DATA PROVIDED:

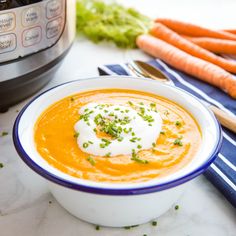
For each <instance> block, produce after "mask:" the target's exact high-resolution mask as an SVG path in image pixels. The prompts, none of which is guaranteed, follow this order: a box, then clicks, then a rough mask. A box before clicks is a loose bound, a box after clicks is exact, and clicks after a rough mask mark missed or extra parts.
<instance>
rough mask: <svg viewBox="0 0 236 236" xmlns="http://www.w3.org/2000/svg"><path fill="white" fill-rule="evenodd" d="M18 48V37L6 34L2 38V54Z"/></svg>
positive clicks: (0, 39)
mask: <svg viewBox="0 0 236 236" xmlns="http://www.w3.org/2000/svg"><path fill="white" fill-rule="evenodd" d="M15 48H16V35H15V34H5V35H1V36H0V54H1V53H5V52H11V51H13V50H15Z"/></svg>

EXERCISE OBJECTIVE: Your answer must be the exact lines of the records from the first one through the line containing "rough mask: <svg", with no pictures in it.

SOLUTION:
For each <instance> block, produce after "mask:" the target's exact high-resolution mask as an SVG path in image pixels. The prompts, none of which is guaranteed, follow this order: a box, then clicks, then a rough mask. A box before clicks is a loose bound, a box after clicks is exact, and clicks after a rough mask mark missed or extra parts.
<instance>
rough mask: <svg viewBox="0 0 236 236" xmlns="http://www.w3.org/2000/svg"><path fill="white" fill-rule="evenodd" d="M18 48V37L6 34L2 38V54Z"/></svg>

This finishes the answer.